● Directions
Recast the lines of the records below as a numbered list, starting at the line containing "Prompts in an" and ending at the line containing "positive clicks: (360, 231) (362, 259)", with blank lines left out.

● Extracted entries
-----
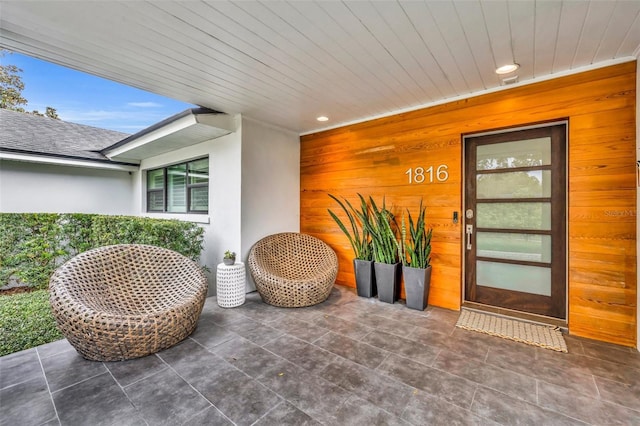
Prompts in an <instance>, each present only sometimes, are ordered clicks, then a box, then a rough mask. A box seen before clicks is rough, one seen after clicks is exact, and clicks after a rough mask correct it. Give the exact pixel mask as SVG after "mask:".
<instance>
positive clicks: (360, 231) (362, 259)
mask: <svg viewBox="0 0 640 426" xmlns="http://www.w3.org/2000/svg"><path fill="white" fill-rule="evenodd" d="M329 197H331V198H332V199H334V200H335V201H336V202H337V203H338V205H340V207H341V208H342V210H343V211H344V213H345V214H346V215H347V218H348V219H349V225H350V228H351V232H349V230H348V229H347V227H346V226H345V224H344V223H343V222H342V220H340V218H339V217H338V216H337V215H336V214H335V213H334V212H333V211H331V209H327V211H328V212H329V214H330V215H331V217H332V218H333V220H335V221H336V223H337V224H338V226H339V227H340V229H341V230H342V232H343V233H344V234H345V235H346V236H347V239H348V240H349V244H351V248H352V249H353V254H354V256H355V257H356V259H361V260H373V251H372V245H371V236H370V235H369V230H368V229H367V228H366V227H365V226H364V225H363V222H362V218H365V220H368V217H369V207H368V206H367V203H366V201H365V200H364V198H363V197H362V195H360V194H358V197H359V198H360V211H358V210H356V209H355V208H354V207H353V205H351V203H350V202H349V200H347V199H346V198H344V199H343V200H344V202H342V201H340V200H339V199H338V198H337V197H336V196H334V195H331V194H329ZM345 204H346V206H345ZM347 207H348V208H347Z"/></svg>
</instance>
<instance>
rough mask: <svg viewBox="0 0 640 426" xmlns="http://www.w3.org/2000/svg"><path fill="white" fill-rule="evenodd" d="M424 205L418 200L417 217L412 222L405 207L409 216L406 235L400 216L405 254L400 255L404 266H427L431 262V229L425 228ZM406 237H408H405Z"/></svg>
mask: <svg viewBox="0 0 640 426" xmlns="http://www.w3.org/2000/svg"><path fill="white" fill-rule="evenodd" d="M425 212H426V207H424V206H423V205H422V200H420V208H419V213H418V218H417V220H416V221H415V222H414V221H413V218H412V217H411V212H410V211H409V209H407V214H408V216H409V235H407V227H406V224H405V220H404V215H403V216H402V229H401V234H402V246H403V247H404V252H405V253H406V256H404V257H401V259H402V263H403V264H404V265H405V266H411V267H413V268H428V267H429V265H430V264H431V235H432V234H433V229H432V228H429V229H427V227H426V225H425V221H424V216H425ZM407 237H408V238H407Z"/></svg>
-----
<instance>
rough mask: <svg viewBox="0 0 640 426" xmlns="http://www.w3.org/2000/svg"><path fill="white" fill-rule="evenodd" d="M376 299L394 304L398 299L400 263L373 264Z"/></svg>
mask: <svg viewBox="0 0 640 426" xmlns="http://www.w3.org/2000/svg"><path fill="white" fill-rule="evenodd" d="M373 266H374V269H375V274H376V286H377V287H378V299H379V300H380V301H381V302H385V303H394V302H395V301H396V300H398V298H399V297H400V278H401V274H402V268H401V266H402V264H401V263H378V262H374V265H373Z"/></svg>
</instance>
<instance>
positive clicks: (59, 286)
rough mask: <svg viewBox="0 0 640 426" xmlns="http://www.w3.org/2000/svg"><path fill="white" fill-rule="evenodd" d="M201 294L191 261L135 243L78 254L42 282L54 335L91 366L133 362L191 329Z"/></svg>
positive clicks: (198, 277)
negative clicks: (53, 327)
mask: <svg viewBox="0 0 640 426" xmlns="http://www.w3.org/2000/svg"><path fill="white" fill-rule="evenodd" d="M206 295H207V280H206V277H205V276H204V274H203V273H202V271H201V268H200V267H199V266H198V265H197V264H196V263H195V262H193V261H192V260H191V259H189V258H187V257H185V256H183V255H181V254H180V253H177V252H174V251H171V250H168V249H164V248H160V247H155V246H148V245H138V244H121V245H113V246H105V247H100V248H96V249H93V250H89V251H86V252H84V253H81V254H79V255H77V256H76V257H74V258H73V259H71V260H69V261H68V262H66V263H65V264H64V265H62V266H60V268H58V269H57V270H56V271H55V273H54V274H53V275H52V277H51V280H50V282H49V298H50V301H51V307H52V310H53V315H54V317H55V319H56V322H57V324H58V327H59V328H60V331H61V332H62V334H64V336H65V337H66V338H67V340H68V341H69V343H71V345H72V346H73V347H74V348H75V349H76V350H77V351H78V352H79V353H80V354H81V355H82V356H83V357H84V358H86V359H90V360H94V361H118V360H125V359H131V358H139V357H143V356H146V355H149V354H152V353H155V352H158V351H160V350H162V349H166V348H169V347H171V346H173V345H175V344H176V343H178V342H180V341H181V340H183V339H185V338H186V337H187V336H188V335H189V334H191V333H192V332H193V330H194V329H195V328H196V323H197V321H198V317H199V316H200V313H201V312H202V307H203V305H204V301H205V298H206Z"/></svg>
-----
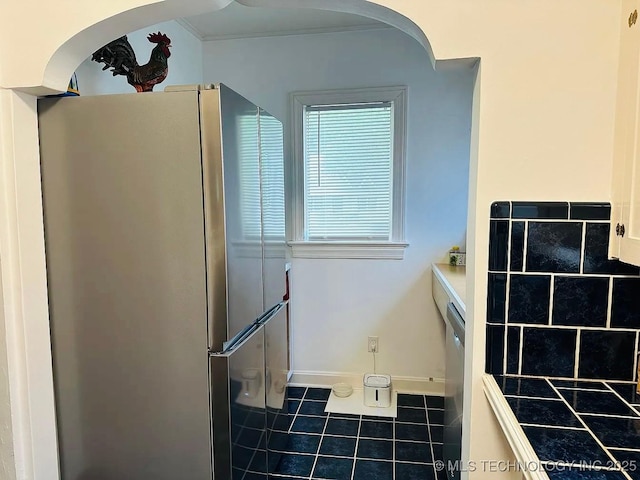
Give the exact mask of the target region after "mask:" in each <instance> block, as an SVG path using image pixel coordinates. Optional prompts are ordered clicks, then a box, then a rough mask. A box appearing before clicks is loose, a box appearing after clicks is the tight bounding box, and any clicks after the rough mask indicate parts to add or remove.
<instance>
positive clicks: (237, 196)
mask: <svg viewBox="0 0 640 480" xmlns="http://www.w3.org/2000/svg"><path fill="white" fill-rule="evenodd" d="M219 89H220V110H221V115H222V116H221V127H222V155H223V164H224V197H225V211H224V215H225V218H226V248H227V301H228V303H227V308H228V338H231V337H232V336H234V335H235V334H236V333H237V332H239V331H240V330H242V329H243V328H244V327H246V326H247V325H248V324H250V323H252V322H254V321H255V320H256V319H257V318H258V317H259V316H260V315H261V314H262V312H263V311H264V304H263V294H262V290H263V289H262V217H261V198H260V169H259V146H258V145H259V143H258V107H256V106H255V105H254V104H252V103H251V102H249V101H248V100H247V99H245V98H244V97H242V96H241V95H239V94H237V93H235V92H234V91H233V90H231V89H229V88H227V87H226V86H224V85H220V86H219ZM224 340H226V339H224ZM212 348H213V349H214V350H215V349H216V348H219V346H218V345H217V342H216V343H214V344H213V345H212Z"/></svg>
-----
● Exercise response
1. Prompts in an <instance>, each present only sometimes, are ordered clicks, then a box, then a rough mask. A box seen before clicks is rough, one seen after clicks is exact, and clicks after a rough mask correct it. Give the exact pixel mask as SVG after "mask:".
2. <instance>
3. positive clicks: (360, 231) (362, 259)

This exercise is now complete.